[BEGIN]

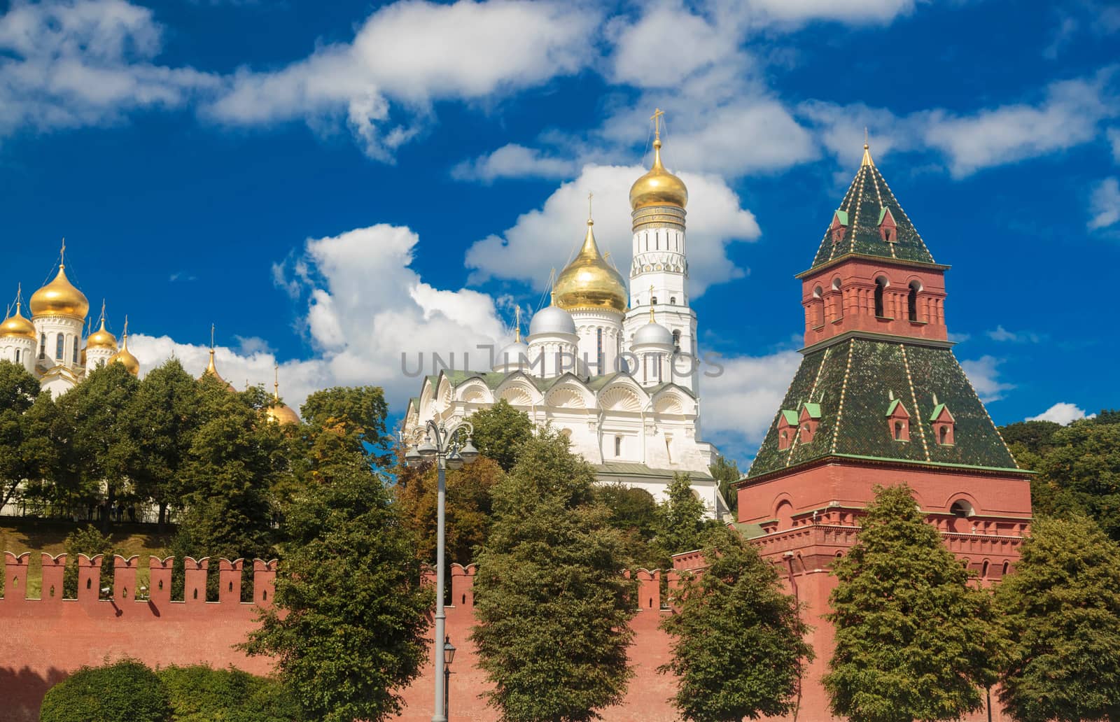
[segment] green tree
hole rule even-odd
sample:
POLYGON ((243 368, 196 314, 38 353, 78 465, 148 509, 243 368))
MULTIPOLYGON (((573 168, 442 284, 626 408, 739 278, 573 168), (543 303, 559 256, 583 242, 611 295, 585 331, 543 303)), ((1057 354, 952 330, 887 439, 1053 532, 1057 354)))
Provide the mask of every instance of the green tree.
POLYGON ((29 448, 31 422, 27 415, 38 395, 35 376, 22 366, 0 360, 0 507, 38 470, 29 448))
POLYGON ((198 382, 172 358, 148 372, 132 403, 137 495, 159 505, 162 526, 167 507, 181 505, 189 490, 181 482, 202 422, 198 382))
POLYGON ((517 463, 521 448, 533 438, 529 414, 517 411, 505 398, 470 414, 470 423, 475 428, 474 443, 479 453, 497 461, 503 471, 517 463))
POLYGON ((794 711, 813 650, 796 600, 774 565, 727 527, 704 534, 707 566, 675 593, 678 611, 662 629, 674 637, 673 703, 687 720, 738 722, 794 711))
POLYGON ((72 433, 78 498, 101 506, 101 531, 109 532, 112 509, 130 496, 138 465, 137 429, 131 415, 140 382, 122 364, 95 368, 58 409, 72 433))
POLYGON ((134 659, 82 667, 47 691, 40 722, 169 722, 167 693, 134 659))
POLYGON ((268 557, 272 551, 271 488, 283 469, 283 438, 262 422, 259 388, 235 393, 199 382, 199 423, 183 465, 185 510, 176 546, 192 556, 268 557))
POLYGON ((167 691, 172 722, 299 722, 295 695, 271 677, 206 665, 156 673, 167 691))
POLYGON ((317 459, 333 458, 339 450, 349 450, 384 468, 392 461, 385 419, 389 405, 379 386, 334 386, 317 391, 300 407, 305 423, 330 431, 316 434, 311 453, 317 459))
POLYGON ((607 523, 623 536, 624 564, 633 568, 665 566, 664 552, 653 543, 657 534, 657 503, 645 489, 623 482, 597 484, 591 489, 595 500, 607 507, 607 523))
POLYGON ((739 465, 735 462, 734 459, 728 459, 724 454, 716 457, 716 462, 708 467, 711 472, 716 484, 719 485, 719 493, 724 496, 724 500, 727 501, 727 508, 732 514, 737 508, 739 508, 739 493, 735 488, 735 484, 739 480, 743 473, 739 471, 739 465))
POLYGON ((824 687, 857 722, 955 720, 993 681, 988 593, 925 522, 909 487, 876 487, 859 540, 832 568, 836 648, 824 687))
POLYGON ((632 676, 635 611, 623 541, 594 501, 595 473, 551 430, 525 441, 494 488, 470 638, 503 720, 594 720, 632 676))
MULTIPOLYGON (((416 536, 417 559, 436 560, 437 470, 433 463, 400 466, 393 494, 407 528, 416 536)), ((447 563, 469 564, 491 525, 491 494, 503 477, 492 459, 479 458, 461 469, 447 471, 447 563)))
POLYGON ((692 493, 689 475, 674 473, 665 496, 668 498, 657 506, 657 543, 669 554, 699 548, 704 507, 692 493))
POLYGON ((287 512, 276 606, 246 649, 277 659, 310 719, 384 720, 427 656, 432 597, 384 480, 332 468, 287 512))
POLYGON ((1036 518, 996 589, 999 700, 1021 722, 1120 719, 1120 546, 1084 516, 1036 518))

[END]

## WHAT IS EXPECTED
Rewrite the listing above, replacing "green tree" with "pine tree" each time it appears and leaving everything else unchanged. Leave the pictures out of your copy.

## REPLY
[segment] pine tree
hole rule even-odd
sample:
POLYGON ((243 368, 196 314, 38 353, 78 465, 148 509, 243 368))
MULTIPOLYGON (((573 168, 442 284, 626 408, 739 278, 573 168), (543 303, 559 256, 583 242, 611 295, 585 331, 543 303)), ((1057 354, 952 330, 887 439, 1053 532, 1057 354)))
Provide the mask of every instance of the pine tree.
POLYGON ((29 448, 31 422, 27 415, 38 395, 35 376, 22 366, 0 360, 0 507, 38 470, 29 448))
POLYGON ((198 382, 172 358, 148 372, 132 403, 137 495, 159 505, 162 526, 167 507, 181 505, 189 490, 181 482, 202 422, 198 382))
POLYGON ((517 463, 521 448, 533 438, 529 414, 517 411, 505 398, 470 414, 470 423, 475 428, 474 443, 479 453, 497 461, 503 471, 517 463))
POLYGON ((794 711, 813 650, 796 600, 774 565, 727 527, 704 534, 707 566, 675 593, 678 611, 662 629, 674 637, 673 703, 687 720, 738 722, 794 711))
POLYGON ((72 433, 78 498, 101 506, 101 531, 109 532, 112 509, 130 496, 138 465, 137 429, 131 415, 140 382, 122 364, 95 368, 58 409, 72 433))
POLYGON ((134 659, 82 667, 47 691, 40 722, 169 722, 167 693, 134 659))
POLYGON ((268 557, 272 551, 271 488, 283 469, 283 438, 262 422, 259 388, 235 393, 199 382, 199 423, 183 465, 185 510, 176 546, 192 556, 268 557))
POLYGON ((167 691, 172 722, 299 722, 295 695, 271 677, 206 665, 156 673, 167 691))
POLYGON ((317 459, 333 458, 339 450, 349 450, 384 468, 392 461, 385 419, 389 405, 379 386, 334 386, 317 391, 300 407, 305 423, 330 431, 316 434, 311 453, 317 459))
POLYGON ((607 523, 623 536, 624 564, 633 568, 665 566, 664 552, 653 543, 657 534, 657 503, 645 489, 623 482, 597 484, 591 489, 595 500, 607 507, 607 523))
POLYGON ((739 465, 735 462, 734 459, 728 459, 724 454, 716 457, 716 462, 708 467, 711 472, 716 484, 719 485, 719 493, 724 496, 724 500, 727 501, 727 508, 732 514, 737 508, 739 508, 739 493, 735 488, 735 484, 739 480, 743 473, 739 471, 739 465))
POLYGON ((824 687, 857 722, 955 720, 993 681, 988 593, 925 522, 909 487, 876 487, 859 540, 832 568, 836 648, 824 687))
POLYGON ((632 676, 635 611, 623 541, 594 501, 595 473, 551 430, 525 441, 494 488, 470 638, 503 720, 594 720, 632 676))
MULTIPOLYGON (((416 536, 417 559, 436 560, 437 470, 433 463, 400 466, 393 494, 407 528, 416 536)), ((447 563, 469 564, 491 525, 491 494, 503 477, 492 459, 479 458, 461 469, 447 471, 447 563)))
POLYGON ((692 493, 689 475, 674 473, 665 496, 668 498, 657 506, 657 543, 669 554, 699 548, 704 507, 692 493))
POLYGON ((287 512, 276 606, 246 649, 277 659, 310 719, 384 720, 427 656, 432 597, 384 480, 332 468, 287 512))
POLYGON ((1036 518, 996 589, 999 700, 1021 722, 1120 719, 1120 546, 1084 516, 1036 518))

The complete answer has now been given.